++++ DATA TO PROCESS ++++

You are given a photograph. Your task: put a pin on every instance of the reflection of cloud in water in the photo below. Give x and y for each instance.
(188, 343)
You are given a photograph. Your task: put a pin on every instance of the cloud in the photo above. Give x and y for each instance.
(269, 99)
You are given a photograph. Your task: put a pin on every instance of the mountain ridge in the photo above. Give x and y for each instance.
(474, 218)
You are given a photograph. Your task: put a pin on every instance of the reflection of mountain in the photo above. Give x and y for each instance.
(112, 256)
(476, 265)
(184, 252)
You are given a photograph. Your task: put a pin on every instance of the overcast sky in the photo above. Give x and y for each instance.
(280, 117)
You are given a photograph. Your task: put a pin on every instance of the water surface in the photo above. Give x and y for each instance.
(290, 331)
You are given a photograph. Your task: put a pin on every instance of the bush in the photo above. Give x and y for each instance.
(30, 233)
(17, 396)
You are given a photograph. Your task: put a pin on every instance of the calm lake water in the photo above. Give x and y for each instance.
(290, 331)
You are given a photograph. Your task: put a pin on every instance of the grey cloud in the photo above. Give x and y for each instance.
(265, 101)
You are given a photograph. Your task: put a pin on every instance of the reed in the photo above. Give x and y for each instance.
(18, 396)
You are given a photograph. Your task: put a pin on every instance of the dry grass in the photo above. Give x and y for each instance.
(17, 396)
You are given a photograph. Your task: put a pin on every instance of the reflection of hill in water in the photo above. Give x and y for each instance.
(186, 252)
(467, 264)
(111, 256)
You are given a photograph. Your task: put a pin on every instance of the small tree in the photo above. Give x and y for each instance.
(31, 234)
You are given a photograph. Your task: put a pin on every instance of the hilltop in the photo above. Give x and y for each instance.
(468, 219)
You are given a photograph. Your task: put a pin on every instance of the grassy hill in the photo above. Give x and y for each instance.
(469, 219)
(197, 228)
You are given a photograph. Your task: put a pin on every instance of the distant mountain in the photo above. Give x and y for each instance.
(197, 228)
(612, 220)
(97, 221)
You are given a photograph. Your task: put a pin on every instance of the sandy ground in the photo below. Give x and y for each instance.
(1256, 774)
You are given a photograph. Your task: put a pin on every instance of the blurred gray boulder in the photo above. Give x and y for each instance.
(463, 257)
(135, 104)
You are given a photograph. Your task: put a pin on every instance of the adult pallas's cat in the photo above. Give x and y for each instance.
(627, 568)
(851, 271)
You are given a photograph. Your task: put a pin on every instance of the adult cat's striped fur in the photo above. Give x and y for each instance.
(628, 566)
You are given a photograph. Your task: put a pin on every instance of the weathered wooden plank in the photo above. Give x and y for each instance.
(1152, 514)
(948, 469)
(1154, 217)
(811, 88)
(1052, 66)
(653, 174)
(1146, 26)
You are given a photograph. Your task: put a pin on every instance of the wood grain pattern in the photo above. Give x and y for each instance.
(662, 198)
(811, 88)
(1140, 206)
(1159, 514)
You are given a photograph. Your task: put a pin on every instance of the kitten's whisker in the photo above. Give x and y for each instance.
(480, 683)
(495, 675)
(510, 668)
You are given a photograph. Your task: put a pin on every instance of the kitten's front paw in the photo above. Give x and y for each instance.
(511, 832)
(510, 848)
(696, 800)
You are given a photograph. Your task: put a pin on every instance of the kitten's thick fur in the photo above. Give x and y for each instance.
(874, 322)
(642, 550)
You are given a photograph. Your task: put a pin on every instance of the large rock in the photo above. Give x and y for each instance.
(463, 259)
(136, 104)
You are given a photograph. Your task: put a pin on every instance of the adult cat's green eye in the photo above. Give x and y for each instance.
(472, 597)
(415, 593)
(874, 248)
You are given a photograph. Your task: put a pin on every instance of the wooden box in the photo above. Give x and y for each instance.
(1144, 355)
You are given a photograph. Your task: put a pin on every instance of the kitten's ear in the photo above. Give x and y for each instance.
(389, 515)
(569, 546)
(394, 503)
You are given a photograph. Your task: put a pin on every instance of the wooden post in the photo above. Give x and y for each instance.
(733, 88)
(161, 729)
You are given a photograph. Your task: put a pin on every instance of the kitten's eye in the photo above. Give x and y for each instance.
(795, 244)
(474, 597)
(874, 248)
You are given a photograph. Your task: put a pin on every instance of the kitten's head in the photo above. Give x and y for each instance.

++++

- _ABOUT THIS EXERCISE_
Starting at the top of the records, copy every line exactly.

- _RESULT OF THIS TASK_
You are given a photograph. Your task: put a pin on every instance of the reflection of cloud in water in the photo below. Give x and y for each instance.
(188, 343)
You are given a photograph. Your task: put a pin on every instance of the cloud in the photo above. Give x and y for each instance.
(269, 99)
You are given a photograph. Your task: put a pin on every instance of the mountain ridge in the photo above. Give x and y for each instance.
(474, 218)
You are given a photograph. Your task: put a pin on every instance of the reflection of mountain in the photo above. Give x and y for each instance.
(112, 256)
(476, 265)
(184, 252)
You are given a photograph. Your task: put a pin on every instance of the overcast sky in the photo above. Give x and y for each instance.
(280, 117)
You are given a photograph. Your task: put a pin on every instance of the water surface in the photo above. Give x and y for each instance.
(290, 331)
You are given a photograph. Your task: put a pin on every instance of the bush in the photo above. Give x and y for each instance.
(30, 233)
(17, 396)
You are given a photograph. Your task: put a pin on every instance of the calm lake water in the photo above. Give x and y for each instance.
(290, 331)
You are given a photograph. Your task: put a pin on every instance of the grey cloud in the photo above. Give x and y for each instance.
(265, 101)
You are given a photograph. Your task: put a pin on every instance of the reed in the photo above. Give x and y for each instance.
(18, 396)
You are given a photograph. Your task: put a pin on every instance of the dry grass in the photo above. Give x and y for each instance.
(17, 396)
You are given a photograph. Your task: put a pin on every instance of the reflection of hill in water in the photo above. Give x and y for each instance.
(186, 252)
(467, 264)
(111, 256)
You are given a photograph. Your task: put a pin on every instance of the small tree in the photo above. Give x and y for each instance.
(31, 234)
You are given a photograph. Your task: put a pin on every instance of the hilltop in the photo above. Give x and y for each instance.
(468, 219)
You are given a photograph. Your task: put a pin on every instance of the grassy hill in the photo above. Give x and y for each instance.
(469, 219)
(197, 228)
You are given a photograph. Your task: put a pin on every instance of the distant mountain in the photo above. Give x and y for each instance.
(197, 228)
(612, 220)
(97, 221)
You are given a photograph. Your task: put a pin on every instance of the sandy ground in the photo below. Give x and y for each instance.
(1256, 774)
You are given a photograph. Your task: put a pin on every instance of the blurred gray boulder in the photo above. Give x and y for each instance.
(463, 257)
(135, 104)
You are given a photograph. Your task: put a pin on every instance of the adult pallas's cat in the photo above. Give x and y for each instance.
(627, 568)
(851, 271)
You are given a photograph. Your task: put a pin on every instance of the adult cat's striped fur in the photo above. Give x and y for each instance.
(628, 566)
You are given a photograph. Your task: put a pin on every instance of the weathered wooden plank in the photo above. Give x and y for each instance.
(1152, 514)
(948, 469)
(1154, 217)
(811, 88)
(1052, 66)
(653, 174)
(1146, 26)
You are given a photograph. Your task: put a pin on every instance of the wood grain pattern in the photo above. Give x and y for each instance.
(662, 198)
(811, 88)
(1140, 206)
(1159, 514)
You are given a photograph. Your task: put a pin on every instance of the kitten's whisker in the photo above. Give x and y for each instance.
(480, 683)
(495, 675)
(510, 668)
You are given a photograph. Your task: put a pin on every instance of the kitten's front paw in the photo above. Give x and y for each instance.
(511, 832)
(510, 848)
(696, 800)
You are given a photograph. Your task: put a pin on every instance of the kitten's thick fur in the photo above. Give x and y for each instance.
(874, 322)
(642, 550)
You are given a photograph. Your task: put a pin on every instance of the large rock in the photo above. Give x and y for each instance.
(463, 259)
(136, 104)
You are given a photograph. Your task: put a pin on every instance of the adult cat's green eye in the photo above. Give x and y for each instance.
(472, 597)
(415, 593)
(874, 248)
You are given a photograph. Your task: put a pin on every instance of the wooden box in the photo above. Give x and y for each instance.
(1144, 355)
You are given a photograph. Your task: put a pin on every instance of the kitten's ear in the photo above. Give x and y for each instance.
(389, 515)
(569, 546)
(394, 503)
You are given a photograph. Your task: put a pin on every instance of the wooden post in the photo above. Give x and y for each instance.
(733, 88)
(161, 729)
You are given a photograph. Your task: put a pin on every instance of the kitten's eye in the photo above. Give x and y for each instance.
(795, 244)
(474, 597)
(874, 248)
You are given a photograph. Your task: put a pin on every instance of the kitten's head in the photo above. Give x and y for each instance.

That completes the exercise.